▸ TASK INSTRUCTIONS:
How many lines in the material below contain the string "window", matching case exactly? Reply with the number only.

▸ DATA FOR PROCESSING:
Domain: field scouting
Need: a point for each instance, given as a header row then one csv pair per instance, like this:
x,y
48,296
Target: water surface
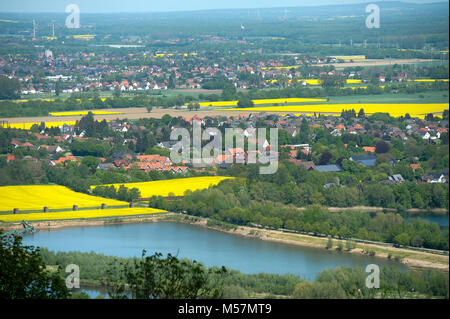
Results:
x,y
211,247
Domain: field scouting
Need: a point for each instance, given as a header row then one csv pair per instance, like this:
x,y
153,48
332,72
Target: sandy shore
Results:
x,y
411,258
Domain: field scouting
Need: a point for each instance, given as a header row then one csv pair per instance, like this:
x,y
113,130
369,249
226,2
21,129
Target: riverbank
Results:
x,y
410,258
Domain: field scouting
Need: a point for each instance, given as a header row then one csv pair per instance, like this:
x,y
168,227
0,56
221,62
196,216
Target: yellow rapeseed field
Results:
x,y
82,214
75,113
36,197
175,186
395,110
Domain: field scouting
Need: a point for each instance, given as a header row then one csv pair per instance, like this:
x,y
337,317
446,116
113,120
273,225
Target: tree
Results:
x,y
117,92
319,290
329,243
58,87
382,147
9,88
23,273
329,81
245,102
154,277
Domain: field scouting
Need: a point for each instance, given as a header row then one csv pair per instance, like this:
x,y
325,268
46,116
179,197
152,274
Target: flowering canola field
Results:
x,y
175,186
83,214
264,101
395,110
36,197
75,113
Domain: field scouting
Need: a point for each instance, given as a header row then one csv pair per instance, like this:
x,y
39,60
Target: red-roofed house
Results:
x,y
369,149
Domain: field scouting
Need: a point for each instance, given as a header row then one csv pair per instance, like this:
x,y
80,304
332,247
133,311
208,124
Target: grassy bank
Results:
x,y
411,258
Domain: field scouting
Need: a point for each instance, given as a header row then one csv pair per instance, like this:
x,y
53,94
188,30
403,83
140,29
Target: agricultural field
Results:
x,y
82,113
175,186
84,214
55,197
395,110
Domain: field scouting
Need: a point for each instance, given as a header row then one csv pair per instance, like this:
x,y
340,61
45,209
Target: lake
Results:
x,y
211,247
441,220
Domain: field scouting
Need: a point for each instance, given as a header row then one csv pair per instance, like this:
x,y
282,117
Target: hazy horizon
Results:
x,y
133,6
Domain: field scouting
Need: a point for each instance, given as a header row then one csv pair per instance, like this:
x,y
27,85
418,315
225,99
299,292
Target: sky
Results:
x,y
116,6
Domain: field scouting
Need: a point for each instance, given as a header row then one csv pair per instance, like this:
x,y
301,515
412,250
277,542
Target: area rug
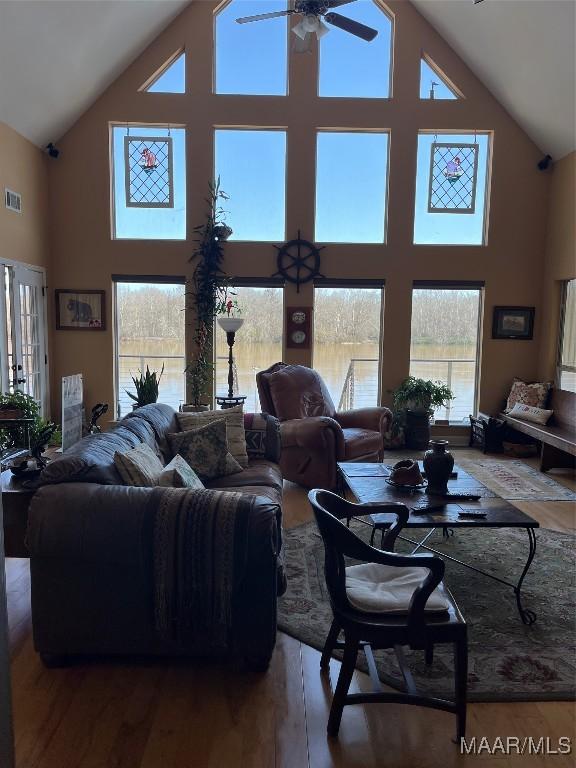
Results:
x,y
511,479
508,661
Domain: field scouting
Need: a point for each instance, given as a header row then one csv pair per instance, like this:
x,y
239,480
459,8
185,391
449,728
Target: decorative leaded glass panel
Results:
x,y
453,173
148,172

==

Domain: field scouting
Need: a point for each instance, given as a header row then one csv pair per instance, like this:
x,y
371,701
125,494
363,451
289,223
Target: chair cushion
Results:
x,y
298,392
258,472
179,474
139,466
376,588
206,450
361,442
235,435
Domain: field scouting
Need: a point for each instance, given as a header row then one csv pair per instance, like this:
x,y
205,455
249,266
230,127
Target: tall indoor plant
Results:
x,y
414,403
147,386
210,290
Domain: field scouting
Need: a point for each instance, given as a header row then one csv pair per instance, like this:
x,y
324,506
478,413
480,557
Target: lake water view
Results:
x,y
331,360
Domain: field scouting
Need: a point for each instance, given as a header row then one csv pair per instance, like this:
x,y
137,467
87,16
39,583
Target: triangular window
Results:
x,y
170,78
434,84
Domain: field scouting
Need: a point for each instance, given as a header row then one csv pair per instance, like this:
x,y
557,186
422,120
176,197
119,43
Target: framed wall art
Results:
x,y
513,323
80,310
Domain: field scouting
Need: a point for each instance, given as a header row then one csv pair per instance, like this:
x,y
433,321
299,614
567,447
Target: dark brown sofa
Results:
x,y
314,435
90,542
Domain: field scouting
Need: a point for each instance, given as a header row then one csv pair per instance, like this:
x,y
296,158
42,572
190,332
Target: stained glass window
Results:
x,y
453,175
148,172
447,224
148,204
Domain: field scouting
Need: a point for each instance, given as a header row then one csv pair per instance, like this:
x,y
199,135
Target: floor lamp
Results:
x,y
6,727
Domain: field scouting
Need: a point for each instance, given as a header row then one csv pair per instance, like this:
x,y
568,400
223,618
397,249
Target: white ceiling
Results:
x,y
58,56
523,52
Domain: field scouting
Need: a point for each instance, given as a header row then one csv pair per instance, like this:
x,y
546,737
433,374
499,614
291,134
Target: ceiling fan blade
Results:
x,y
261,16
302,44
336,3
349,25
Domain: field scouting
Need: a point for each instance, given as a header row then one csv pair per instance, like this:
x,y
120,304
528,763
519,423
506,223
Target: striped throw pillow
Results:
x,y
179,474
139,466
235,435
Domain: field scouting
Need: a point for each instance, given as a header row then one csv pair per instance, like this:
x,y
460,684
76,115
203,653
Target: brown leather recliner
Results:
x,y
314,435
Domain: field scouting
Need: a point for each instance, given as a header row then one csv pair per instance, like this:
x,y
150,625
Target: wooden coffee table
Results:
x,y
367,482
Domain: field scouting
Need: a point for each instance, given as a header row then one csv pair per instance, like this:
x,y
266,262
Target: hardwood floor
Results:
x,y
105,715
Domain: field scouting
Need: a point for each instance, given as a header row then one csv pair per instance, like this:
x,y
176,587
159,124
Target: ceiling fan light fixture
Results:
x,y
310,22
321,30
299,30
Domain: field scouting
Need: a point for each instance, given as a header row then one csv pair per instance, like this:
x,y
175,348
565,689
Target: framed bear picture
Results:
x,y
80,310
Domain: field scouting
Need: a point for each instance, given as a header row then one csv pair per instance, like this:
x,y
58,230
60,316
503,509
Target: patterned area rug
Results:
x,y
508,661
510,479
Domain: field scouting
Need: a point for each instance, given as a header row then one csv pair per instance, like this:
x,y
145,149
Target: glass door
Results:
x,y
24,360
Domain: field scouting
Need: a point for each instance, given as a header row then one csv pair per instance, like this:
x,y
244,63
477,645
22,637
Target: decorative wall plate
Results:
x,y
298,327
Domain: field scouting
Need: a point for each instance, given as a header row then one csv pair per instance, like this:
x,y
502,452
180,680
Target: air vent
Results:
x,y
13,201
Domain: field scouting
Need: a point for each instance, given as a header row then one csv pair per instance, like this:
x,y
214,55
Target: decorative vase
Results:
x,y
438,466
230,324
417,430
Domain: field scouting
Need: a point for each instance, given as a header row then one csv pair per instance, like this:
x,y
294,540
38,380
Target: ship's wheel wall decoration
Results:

▸ EXERCISE SOLUTION:
2